Set exercise 1:
In the mailing list thread, which file does Henning Garus's script expect to find in the same directory?
Set exercise 2:
Retype the part of the mailing list thread starting at "Here it is." and ending at "to be specified.", character for character.

Provided passage:

○ ○ ○ ○ ○

[arch-general] patch integrity check to compare tree to dbs - was: Integrity Check i686 of core, extra 28-08-2009
Henning Garus
henning.garus at googlemail.com
Tue Sep 1 18:28:33 EDT 2009
On Sun, Aug 30, 2009 at 04:57:52PM +0200, Henning Garus wrote:
> On Sun, Aug 30, 2009 at 01:18:32PM +0200, Xavier wrote:
> > On Sun, Aug 30, 2009 at 12:56 PM, Henning
> > Garus<henning.garus at googlemail.com> wrote:
> > > On Sun, Aug 30, 2009 at 01:56:23AM +0200, Xavier wrote:
> > >>
> > >> Great, thanks! It indeed found all the problems I had noticed, and much more.
> > >>
> > >> It would be nice if this script could be automatically run as well,
> > >> once per week or so.
> > >>
> > >> Can you share the script used? Then we need to figure out if it can be
> > >> run in the same place than the other script.
> > >
> > > Since my script is largely based on check_packages.py that should be fairly
> > > straightforward. In fact my script expects parse_pkgbuilds.sh in the same
> > > directory.
> > >
> > > I have uploaded the script to codepad: http://codepad.org/tSmNwYNI
> > >
> >
> > I see. Then I am not sure whether we want to keep this check separate
> > or just include it in check_packages.py
>
> I kept it separate, because it deals with DBs and the ABS tree, while
> check_packages.py deals with the ABS tree only. On the other hand, integrating
> it should speed things up a bit (you run parse_pkgbuilds.sh only once) and we
> get rid of some duplicated code. On the downside the output can be quite long
> with activated --vercmp, But I am not sure if that is even useful.
>
> Somehow integrating feels like the better idea, I will look into it.
Here it is. seems a bit shorter this way. I also changed the handling of the
any arch. Checking any alone does not seem very useful, so I allowed multiple
abs roots to be specified.

○ ○ ○ ○ ○

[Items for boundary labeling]
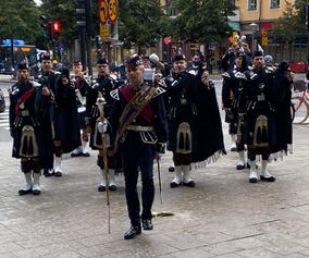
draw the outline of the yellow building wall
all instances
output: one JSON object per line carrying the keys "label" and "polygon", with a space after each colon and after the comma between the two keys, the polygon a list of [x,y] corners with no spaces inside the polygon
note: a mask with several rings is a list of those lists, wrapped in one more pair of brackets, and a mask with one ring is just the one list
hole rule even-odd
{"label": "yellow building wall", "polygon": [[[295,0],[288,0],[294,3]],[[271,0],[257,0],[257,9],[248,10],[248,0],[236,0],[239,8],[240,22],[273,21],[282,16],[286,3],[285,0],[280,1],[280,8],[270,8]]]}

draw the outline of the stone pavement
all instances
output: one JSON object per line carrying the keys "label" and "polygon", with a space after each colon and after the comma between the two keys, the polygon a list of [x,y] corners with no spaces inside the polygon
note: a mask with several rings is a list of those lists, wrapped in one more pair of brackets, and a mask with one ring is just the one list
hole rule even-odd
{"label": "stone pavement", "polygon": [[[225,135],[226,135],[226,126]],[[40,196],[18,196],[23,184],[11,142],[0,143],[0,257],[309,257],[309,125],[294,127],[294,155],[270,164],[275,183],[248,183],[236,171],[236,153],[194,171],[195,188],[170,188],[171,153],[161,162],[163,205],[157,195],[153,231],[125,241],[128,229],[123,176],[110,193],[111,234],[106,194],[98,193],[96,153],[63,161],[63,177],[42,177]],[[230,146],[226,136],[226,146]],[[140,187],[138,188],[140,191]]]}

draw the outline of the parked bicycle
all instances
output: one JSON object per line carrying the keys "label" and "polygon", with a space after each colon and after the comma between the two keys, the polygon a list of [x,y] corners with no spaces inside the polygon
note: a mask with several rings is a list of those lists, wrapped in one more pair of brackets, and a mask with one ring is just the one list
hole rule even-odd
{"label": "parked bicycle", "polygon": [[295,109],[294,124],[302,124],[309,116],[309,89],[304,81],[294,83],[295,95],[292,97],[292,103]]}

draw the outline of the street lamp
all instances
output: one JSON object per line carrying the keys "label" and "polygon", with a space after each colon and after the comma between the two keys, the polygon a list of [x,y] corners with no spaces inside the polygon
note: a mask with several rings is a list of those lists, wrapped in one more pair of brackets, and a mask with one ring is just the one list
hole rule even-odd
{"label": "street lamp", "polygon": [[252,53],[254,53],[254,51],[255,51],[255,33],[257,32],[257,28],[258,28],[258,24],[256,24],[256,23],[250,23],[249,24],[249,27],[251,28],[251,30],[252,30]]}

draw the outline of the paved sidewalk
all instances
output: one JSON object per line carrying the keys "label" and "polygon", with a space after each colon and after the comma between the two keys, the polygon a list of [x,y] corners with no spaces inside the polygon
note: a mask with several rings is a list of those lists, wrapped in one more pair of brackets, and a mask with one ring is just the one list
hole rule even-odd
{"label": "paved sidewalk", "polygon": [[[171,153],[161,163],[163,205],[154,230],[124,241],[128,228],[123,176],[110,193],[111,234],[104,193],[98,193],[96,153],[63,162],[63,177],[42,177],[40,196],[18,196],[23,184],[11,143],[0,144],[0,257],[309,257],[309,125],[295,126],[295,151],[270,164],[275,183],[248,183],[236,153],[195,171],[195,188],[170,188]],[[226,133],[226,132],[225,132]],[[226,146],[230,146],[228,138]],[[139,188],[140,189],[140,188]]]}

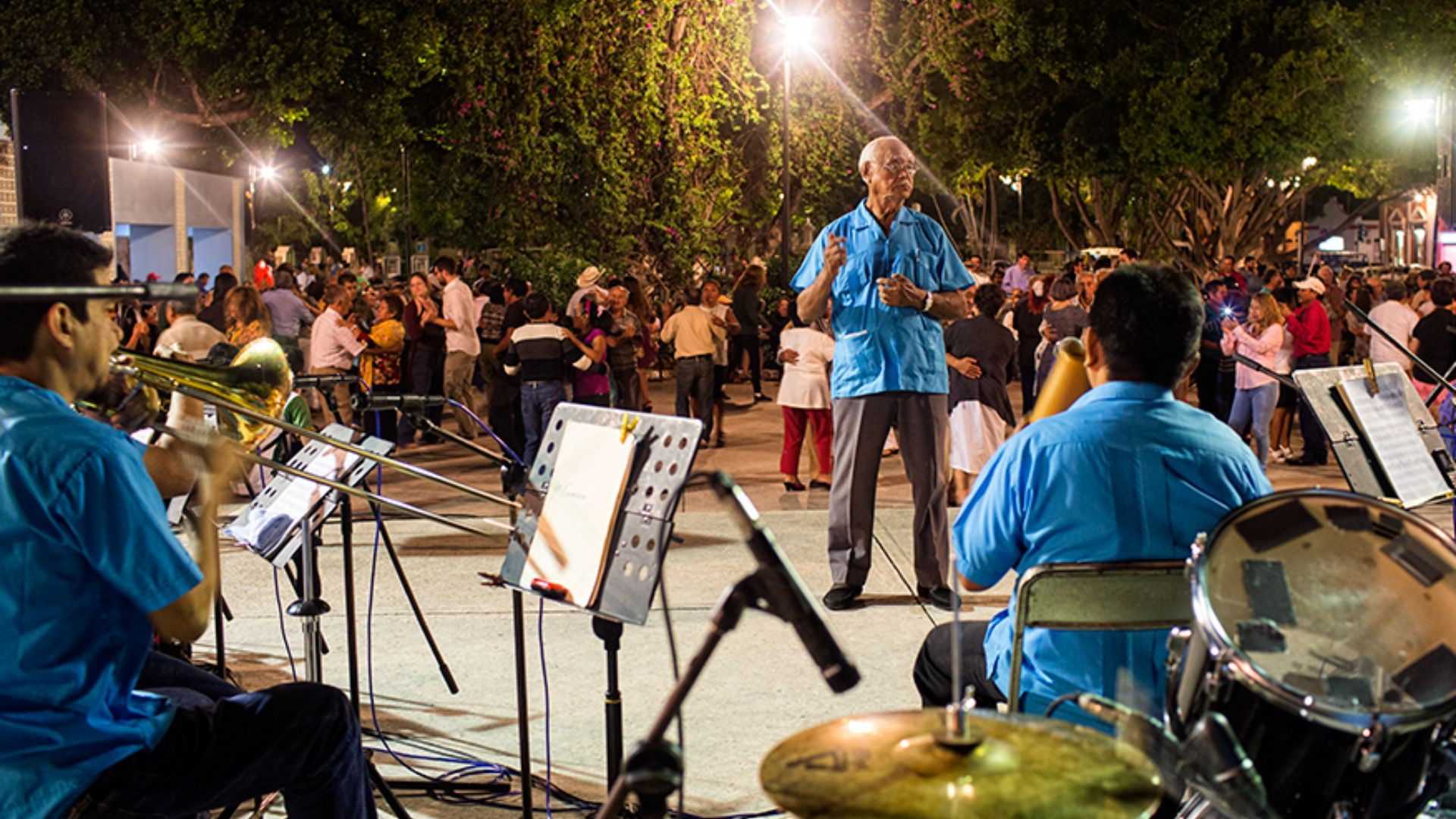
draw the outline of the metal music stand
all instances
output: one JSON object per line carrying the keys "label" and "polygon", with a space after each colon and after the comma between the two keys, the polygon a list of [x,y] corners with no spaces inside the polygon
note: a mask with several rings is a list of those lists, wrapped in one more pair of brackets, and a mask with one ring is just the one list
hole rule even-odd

○ ○ ○ ○ ○

Written response 1:
parse_pkgbuilds.sh

Written response 2:
Here it is. seems a bit shorter this way. I also changed the handling of the
any arch. Checking any alone does not seem very useful, so I allowed multiple
abs roots to be specified.